- [SELECTED EXTRACT]

[BEGIN]

[RFC][PATCH 4/5] Protect cinit from fatal signals

Sukadev Bhattiprolu sukadev at linux.vnet.ibm.com
Tue Dec 2 12:51:30 PST 2008

First of, thanks for taking the time to review/comment.

Bastian Blank [bastian at waldi.eu.org] wrote:
| On Mon, Dec 01, 2008 at 12:21:12PM -0800, Sukadev Bhattiprolu wrote:
| > Container-inits are special in some ways and this change requires SIGKILL
| > to terminate them.
| No. They have are not special from the outside namespace.

I agree that they should not be. But they are special today in at least one
respect - terminating a container-init will terminate all processes in the
container even those that are in unrelated process groups.

Secondly, a poorly written container-inits can take the entire container down,
So we expect that container-inits to handle/ignore all signals rather than
SIG_DFL them. Current global inits do that today and container-inits should
too. It does not look like an unreasonable requirement.
If container-inits do not properly handle signals, it is appearing that
we need to make a trade-off in terms of semantics/complexity. See
following URL for the history.

[END]

- [DATA PROVIDED]

[BEGIN]

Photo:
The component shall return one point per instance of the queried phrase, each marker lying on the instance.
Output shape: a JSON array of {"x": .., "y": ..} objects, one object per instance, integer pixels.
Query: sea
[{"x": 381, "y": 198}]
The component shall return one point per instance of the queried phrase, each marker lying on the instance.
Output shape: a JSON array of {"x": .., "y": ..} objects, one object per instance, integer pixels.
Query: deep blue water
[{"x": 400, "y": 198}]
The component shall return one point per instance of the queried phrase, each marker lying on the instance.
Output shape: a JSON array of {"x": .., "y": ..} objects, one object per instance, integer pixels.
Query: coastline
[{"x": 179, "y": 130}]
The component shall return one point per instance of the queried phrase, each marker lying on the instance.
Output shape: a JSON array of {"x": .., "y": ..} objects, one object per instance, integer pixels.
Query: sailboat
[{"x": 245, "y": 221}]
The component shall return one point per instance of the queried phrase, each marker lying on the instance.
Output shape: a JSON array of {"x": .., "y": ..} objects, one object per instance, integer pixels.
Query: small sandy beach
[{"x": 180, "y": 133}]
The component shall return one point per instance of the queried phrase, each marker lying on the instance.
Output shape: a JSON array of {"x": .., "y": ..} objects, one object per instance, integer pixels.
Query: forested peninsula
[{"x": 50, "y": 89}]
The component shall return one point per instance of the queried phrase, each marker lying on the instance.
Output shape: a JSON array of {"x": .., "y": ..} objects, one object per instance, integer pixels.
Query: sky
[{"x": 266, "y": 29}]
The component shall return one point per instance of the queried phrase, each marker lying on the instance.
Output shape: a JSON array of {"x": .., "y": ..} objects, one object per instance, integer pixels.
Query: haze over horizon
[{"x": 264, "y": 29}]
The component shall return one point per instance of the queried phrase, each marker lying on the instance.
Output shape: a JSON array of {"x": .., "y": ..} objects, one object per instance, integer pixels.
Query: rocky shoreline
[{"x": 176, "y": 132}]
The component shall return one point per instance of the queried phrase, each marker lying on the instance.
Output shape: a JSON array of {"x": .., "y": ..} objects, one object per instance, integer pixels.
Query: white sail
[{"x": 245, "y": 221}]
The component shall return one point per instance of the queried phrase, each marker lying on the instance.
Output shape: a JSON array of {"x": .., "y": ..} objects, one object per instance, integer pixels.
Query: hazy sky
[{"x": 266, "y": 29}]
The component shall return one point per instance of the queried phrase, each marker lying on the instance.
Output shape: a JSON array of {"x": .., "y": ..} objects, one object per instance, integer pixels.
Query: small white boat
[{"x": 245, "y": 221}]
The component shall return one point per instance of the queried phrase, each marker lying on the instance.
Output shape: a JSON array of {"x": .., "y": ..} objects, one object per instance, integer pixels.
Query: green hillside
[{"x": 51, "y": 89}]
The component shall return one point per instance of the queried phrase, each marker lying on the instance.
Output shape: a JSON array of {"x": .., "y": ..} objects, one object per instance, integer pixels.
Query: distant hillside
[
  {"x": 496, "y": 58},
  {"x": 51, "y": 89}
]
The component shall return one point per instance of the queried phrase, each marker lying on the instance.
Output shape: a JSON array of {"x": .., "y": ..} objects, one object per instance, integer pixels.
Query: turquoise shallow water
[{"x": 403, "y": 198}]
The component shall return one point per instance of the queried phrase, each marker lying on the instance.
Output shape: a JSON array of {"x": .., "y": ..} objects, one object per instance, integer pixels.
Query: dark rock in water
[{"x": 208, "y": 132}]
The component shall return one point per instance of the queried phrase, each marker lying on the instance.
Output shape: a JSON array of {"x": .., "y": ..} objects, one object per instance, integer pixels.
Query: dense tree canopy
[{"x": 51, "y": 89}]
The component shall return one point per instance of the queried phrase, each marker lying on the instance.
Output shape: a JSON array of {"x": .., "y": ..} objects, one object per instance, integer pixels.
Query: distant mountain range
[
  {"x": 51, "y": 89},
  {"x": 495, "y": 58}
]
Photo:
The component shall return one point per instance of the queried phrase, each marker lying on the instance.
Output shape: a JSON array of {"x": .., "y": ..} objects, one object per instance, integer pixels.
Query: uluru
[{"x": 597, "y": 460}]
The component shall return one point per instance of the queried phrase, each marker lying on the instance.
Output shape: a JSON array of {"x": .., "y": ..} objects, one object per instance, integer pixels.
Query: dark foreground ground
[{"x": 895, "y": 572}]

[END]
[BEGIN]

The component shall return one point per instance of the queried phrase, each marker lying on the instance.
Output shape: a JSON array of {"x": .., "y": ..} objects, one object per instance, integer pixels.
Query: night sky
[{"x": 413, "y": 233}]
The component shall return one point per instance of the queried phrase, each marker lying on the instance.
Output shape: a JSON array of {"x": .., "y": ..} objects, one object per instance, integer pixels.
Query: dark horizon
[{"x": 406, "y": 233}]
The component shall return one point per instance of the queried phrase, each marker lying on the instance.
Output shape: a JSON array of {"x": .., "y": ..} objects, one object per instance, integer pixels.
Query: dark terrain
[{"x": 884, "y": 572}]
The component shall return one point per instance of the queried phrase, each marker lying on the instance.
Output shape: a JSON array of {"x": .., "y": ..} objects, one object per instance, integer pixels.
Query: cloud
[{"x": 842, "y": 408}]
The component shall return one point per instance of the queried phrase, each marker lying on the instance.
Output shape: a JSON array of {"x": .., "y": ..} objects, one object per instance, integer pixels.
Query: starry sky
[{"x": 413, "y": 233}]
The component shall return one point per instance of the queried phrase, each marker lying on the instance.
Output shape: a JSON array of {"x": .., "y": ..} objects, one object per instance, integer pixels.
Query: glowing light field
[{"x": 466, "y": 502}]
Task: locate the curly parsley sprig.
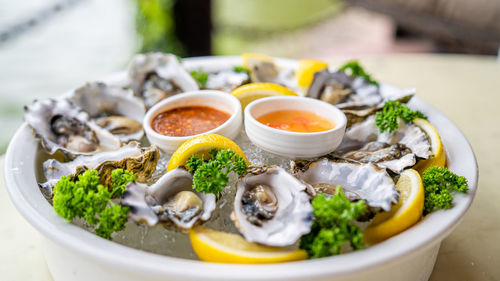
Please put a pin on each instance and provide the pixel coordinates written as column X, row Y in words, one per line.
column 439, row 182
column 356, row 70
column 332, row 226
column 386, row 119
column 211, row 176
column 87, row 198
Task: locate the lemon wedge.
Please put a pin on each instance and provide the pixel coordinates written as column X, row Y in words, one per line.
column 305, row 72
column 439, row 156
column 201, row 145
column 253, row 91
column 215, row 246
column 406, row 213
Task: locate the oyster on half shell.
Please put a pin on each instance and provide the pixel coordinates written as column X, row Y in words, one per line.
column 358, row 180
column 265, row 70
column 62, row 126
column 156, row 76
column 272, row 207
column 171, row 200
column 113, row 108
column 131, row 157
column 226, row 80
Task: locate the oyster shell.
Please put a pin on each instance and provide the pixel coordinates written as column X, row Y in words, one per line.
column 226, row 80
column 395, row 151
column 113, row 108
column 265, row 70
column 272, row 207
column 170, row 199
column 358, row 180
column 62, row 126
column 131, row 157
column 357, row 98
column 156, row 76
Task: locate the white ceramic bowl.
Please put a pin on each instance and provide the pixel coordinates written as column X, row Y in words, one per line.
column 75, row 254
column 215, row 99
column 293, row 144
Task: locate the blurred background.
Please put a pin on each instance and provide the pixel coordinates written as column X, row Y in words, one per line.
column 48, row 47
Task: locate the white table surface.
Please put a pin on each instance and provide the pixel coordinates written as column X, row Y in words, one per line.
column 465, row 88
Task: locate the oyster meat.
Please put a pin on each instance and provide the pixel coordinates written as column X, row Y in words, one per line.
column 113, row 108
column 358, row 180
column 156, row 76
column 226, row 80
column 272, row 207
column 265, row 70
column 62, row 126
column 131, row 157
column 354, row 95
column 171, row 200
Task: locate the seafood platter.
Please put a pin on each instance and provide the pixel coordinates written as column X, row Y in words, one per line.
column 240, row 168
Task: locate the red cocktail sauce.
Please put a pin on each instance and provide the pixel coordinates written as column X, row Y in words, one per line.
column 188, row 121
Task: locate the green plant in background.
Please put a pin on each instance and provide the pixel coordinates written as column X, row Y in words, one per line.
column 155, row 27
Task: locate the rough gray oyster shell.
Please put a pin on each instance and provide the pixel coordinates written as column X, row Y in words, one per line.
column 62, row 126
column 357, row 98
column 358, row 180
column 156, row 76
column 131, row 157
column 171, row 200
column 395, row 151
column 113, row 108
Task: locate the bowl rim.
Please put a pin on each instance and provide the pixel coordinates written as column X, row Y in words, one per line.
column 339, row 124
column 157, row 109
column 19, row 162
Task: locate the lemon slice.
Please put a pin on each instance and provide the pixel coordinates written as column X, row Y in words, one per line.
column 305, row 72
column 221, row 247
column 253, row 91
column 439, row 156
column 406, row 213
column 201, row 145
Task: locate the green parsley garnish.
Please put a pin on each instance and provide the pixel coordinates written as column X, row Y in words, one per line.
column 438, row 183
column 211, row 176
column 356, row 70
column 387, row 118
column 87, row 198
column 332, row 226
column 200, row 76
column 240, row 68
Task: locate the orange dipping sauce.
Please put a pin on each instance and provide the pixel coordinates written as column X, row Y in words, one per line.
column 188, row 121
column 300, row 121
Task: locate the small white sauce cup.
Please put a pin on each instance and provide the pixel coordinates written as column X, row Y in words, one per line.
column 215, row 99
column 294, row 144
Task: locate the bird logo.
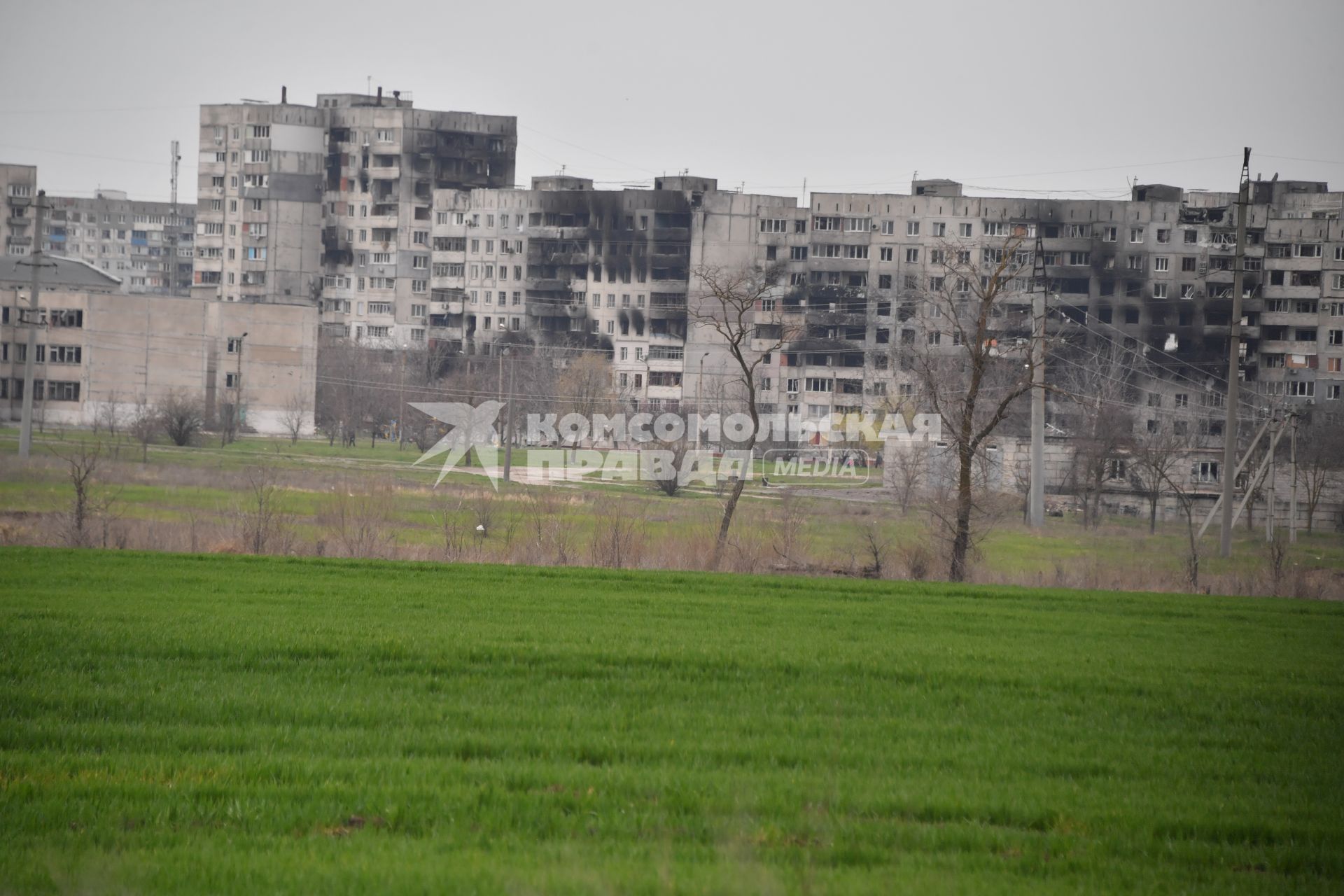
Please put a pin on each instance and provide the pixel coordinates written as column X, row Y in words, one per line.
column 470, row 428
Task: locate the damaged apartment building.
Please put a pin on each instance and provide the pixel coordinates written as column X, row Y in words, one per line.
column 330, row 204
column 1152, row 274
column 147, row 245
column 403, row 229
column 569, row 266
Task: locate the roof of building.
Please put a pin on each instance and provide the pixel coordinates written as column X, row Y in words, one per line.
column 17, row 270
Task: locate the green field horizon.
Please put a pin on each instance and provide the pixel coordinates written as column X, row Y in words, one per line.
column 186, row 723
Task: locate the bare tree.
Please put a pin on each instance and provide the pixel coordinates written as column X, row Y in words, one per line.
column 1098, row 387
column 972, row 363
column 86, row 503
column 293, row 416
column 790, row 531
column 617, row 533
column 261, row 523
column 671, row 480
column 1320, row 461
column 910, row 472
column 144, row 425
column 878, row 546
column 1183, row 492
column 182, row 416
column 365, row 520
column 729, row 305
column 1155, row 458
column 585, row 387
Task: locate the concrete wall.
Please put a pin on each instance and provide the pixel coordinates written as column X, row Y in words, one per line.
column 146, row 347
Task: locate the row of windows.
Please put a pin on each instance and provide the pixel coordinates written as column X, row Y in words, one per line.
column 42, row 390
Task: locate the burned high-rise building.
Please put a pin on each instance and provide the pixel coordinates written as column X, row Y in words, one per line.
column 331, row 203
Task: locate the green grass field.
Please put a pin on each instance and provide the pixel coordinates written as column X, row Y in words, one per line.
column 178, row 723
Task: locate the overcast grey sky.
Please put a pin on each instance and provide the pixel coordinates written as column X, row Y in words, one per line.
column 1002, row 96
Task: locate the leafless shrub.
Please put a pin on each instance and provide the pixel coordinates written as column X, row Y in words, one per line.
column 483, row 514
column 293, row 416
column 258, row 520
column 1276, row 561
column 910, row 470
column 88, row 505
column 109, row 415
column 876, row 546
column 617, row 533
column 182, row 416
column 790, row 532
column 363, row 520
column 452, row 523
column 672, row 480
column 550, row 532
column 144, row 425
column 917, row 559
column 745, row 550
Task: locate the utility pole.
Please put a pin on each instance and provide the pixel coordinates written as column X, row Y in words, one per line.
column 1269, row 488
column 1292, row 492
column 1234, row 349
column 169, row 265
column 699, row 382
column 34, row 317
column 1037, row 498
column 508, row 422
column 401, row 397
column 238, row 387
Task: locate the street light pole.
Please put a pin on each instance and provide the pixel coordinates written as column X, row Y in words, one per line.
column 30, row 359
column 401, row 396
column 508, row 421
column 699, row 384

[END]

- [EXERCISE TASK 1]
Answer these questions about the patch discussion:
(a) What date and time appear on the message?
(b) What happens to the processes in a container when its container-init is terminated?
(c) What are container-inits expected to do with all signals?
- [EXERCISE TASK 2] Edit the patch discussion by writing out the part starting with "I agree that" and going on through "for the history.", with "trade-off" replaced by "compromise".
The entries play no part in what you are asked to do.

- [TASK OUTPUT 1]
(a) Tue Dec 2 12:51:30 PST 2008.
(b) All processes in the container are terminated, even those in unrelated process groups.
(c) Handle or ignore them rather than SIG_DFL them.

- [TASK OUTPUT 2]
I agree that they should not be. But they are special today in at least one
respect - terminating a container-init will terminate all processes in the
container even those that are in unrelated process groups.

Secondly, a poorly written container-inits can take the entire container down,
So we expect that container-inits to handle/ignore all signals rather than
SIG_DFL them. Current global inits do that today and container-inits should
too. It does not look like an unreasonable requirement.
If container-inits do not properly handle signals, it is appearing that
we need to make a compromise in terms of semantics/complexity. See
following URL for the history.